[[ Given text open ]]
The first time I walked through the town was a bit humiliating for me.  Someone from the Conservatory came to meet me and walk with me there, but because I wasn’t on my own, it was like being a pony pulled here and there to keep up through the crowds.  I saw so many fascinating things on the streets and in the shop fronts on this quick walk, but I didn’t dare stop to take pictures because I was taken aback by all the stares.  There aren’t many blondes here, especially female blondes, of course, and I felt so vulnerable in this new and unusual universe, walking quickly with someone while the world seemed to stop what it was doing to stare.  I just wanted to hide, but couldn’t.  This was a good immersion, however, because after that I made myself get out the next day and walk through the streets, and “let people stare” if they wanted to.  It worked perfectly.  By now, I’m happy to say I’m not even noticing it so much, and have learned to simply smile at them.  It has brought out the best in each of us humans who pass one another in the streets of Ramallah.

 

Ramallah is a fascinating mix of to-the-minute contemporary, and an ancient era and way of life, all at the same time.  Most of the women walking through the streets wear the Muslim clothing with covered hair and long coats, but I have seen none wearing face veils.  Ramallah also has a large Christian-Arab population, so there are plenty of women who dress in the western European way.  The men don’t wear anything unusual or traditional, but those of the Christian faith are identified easily because they are often wearing crucifix necklaces.  Maybe twice have I seen men wearing the head garb, but that is all.  I am guessing that is so because I am in a city, rather than the country. 

 

I am surprised to see how many obviously new buildings there are, with a very speedy building rate.  All through Ramallah there are multitudes of tall apartment buildings, many continuously being built.  These people are extremely hard and fast workers, with very long days of 12 or more hours, and it is common for people to hold two or more jobs.
[[ Given text closed ]]
[[ Record set open ]]
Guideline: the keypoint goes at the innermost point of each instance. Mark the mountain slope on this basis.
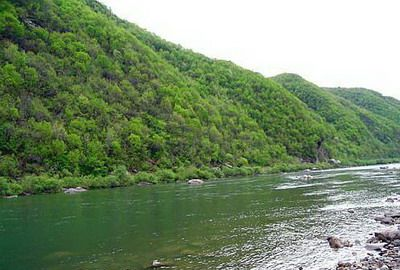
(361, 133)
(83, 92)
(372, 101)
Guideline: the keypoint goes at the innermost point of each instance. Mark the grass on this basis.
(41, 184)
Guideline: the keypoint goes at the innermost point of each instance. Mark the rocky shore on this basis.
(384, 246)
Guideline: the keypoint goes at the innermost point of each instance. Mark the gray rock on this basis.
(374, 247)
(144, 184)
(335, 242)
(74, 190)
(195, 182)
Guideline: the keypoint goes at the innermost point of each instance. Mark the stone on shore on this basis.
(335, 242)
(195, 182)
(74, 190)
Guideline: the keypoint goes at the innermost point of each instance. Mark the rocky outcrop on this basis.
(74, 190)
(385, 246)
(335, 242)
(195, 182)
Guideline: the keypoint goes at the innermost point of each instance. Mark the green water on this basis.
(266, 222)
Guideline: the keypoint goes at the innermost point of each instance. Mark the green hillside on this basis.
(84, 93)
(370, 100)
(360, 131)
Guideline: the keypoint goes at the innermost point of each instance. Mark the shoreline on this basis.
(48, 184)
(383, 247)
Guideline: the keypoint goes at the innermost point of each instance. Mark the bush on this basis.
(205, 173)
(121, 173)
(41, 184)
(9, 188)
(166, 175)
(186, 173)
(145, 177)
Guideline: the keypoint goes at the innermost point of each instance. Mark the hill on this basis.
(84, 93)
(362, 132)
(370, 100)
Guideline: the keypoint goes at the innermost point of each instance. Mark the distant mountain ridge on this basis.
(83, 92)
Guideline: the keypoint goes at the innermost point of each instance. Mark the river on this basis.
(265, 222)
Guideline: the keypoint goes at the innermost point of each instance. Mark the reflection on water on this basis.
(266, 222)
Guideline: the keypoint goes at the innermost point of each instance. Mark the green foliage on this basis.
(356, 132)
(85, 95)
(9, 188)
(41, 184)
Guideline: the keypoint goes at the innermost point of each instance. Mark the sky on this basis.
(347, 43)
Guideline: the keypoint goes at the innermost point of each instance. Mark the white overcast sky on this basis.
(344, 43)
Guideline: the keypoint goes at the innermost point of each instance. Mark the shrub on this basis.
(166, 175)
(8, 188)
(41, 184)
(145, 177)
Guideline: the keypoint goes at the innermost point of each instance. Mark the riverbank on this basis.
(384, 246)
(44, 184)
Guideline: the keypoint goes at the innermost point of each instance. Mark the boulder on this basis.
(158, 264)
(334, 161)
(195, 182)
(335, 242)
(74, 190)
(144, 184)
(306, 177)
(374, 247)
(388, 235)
[[ Record set closed ]]
• **What to do**:
A) From the passage about Ramallah, extract the text from "I am surprised" to "or more jobs.".
B) According to the passage about Ramallah, what do men of the Christian faith often wear that makes them easy to identify?
C) List every specific garment or accessory named in the passage about Ramallah.

• **Replies**:
A)
I am surprised to see how many obviously new buildings there are, with a very speedy building rate.  All through Ramallah there are multitudes of tall apartment buildings, many continuously being built.  These people are extremely hard and fast workers, with very long days of 12 or more hours, and it is common for people to hold two or more jobs.

B) Crucifix necklaces.

C)
long coats
face veils
crucifix necklaces
head garb